• [EXERCISE MATERIALS]
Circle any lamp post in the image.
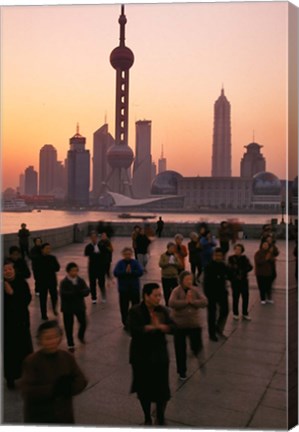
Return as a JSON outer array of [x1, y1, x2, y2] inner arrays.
[[280, 200, 285, 224]]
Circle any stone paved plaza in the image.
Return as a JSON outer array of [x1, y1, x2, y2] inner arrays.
[[2, 236, 297, 429]]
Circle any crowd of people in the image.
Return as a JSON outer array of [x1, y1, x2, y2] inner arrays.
[[3, 219, 286, 425]]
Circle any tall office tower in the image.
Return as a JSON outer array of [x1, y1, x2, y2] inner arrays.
[[39, 144, 57, 194], [158, 144, 167, 174], [151, 161, 157, 181], [19, 173, 25, 195], [105, 5, 134, 196], [92, 123, 115, 201], [132, 120, 152, 197], [53, 161, 66, 197], [66, 125, 90, 207], [240, 142, 266, 178], [24, 166, 38, 195], [211, 88, 232, 177]]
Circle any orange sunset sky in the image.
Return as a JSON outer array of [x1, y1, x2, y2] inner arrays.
[[1, 1, 295, 190]]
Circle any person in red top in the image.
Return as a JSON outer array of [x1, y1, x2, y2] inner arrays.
[[174, 234, 188, 271], [254, 240, 276, 304]]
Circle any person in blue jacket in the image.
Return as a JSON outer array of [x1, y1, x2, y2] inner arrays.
[[113, 247, 143, 330]]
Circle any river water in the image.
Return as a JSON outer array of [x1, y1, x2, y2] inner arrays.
[[1, 210, 282, 234]]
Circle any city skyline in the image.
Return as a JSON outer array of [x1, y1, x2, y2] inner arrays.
[[2, 2, 293, 190]]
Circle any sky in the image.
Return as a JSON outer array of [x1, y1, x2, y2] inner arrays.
[[1, 0, 297, 190]]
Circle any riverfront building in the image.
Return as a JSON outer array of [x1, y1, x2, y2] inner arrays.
[[240, 142, 266, 178], [132, 120, 153, 198], [66, 126, 90, 207], [24, 165, 38, 196], [92, 124, 114, 202], [211, 88, 232, 177]]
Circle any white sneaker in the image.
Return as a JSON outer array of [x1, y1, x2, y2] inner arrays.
[[242, 315, 252, 321], [92, 300, 97, 304], [266, 299, 274, 304], [261, 301, 266, 305], [233, 315, 239, 320]]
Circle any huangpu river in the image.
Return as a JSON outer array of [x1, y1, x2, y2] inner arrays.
[[1, 210, 283, 235]]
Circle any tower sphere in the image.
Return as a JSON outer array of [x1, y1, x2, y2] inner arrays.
[[107, 144, 134, 169], [110, 46, 134, 70]]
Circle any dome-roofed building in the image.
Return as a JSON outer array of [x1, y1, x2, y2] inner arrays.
[[252, 171, 282, 210], [252, 172, 281, 195], [151, 170, 183, 195]]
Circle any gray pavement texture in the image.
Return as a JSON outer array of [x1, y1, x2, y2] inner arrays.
[[2, 237, 296, 429]]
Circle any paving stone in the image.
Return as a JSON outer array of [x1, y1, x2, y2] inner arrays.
[[2, 236, 290, 429]]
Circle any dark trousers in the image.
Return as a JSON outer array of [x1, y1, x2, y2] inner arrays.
[[33, 271, 39, 294], [140, 398, 167, 425], [89, 271, 106, 300], [231, 280, 249, 315], [207, 292, 229, 337], [161, 277, 178, 306], [63, 310, 87, 347], [39, 285, 58, 319], [119, 288, 140, 326], [256, 276, 273, 301], [190, 262, 202, 284], [20, 244, 30, 260], [174, 327, 203, 375]]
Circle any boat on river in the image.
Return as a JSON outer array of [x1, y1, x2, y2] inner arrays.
[[118, 213, 156, 220]]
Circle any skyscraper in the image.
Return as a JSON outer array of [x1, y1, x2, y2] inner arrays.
[[132, 120, 152, 197], [19, 173, 25, 195], [24, 166, 38, 196], [39, 144, 57, 195], [158, 145, 167, 174], [105, 5, 134, 196], [211, 88, 232, 177], [66, 125, 90, 207], [92, 123, 114, 201], [240, 142, 266, 178]]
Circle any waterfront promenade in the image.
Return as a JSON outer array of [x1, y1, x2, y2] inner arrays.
[[3, 236, 296, 428]]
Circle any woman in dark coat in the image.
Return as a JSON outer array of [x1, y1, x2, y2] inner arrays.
[[20, 320, 87, 424], [254, 241, 276, 304], [3, 259, 33, 389], [128, 283, 175, 426]]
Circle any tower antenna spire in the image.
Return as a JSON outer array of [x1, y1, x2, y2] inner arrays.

• [TRY IT]
Return the lines above, starting at the one that contains "Circle any gray" and running through the last, exactly as they appear, with no extra lines.

• [ANSWER SPACE]
Circle any gray pavement texture in the image.
Return as a JSON outer array of [x1, y1, x2, y2] inner arrays.
[[2, 237, 296, 429]]
Circle any paving stone in the image.
Return as a JSON outer array of [x1, y1, x2, y2] inner arrays.
[[2, 236, 290, 429]]
Circle any dark trousers in the image.
Return as a JSON outer array of [x1, y1, x2, y2] inner arrays.
[[33, 271, 39, 294], [140, 398, 167, 425], [89, 271, 106, 300], [231, 280, 249, 315], [207, 292, 229, 337], [161, 277, 178, 306], [63, 310, 87, 347], [39, 285, 58, 319], [119, 288, 140, 326], [256, 276, 273, 301], [190, 262, 202, 284], [20, 244, 30, 260], [174, 327, 203, 375]]
Circle any boat on river in the image.
Return as a JSON outer array of [x1, y1, x2, y2] inner arrays.
[[118, 213, 156, 220]]
Circle any skyscraper in the image.
Return as a JSON outer array of [x1, y1, x2, y2] inner arrays.
[[132, 120, 152, 197], [19, 173, 25, 195], [24, 166, 38, 196], [39, 144, 57, 195], [158, 145, 167, 174], [105, 5, 134, 196], [211, 88, 232, 177], [66, 125, 90, 207], [92, 123, 114, 201], [240, 142, 266, 178]]
Circle any waterfront promenade in the image.
Return as a JSON outer array of [x1, y1, x2, y2] inner arrays.
[[3, 236, 296, 428]]
Circle any woman in dark coat in the image.
Return as a JSON outer array of [x1, y1, x2, y2] inner arrays.
[[20, 320, 87, 424], [254, 241, 276, 304], [3, 259, 33, 389], [128, 283, 175, 426]]
Circle any tower antenna spire in the image.
Return as a JSON outer array of [x1, y1, x2, y2] inner arrays.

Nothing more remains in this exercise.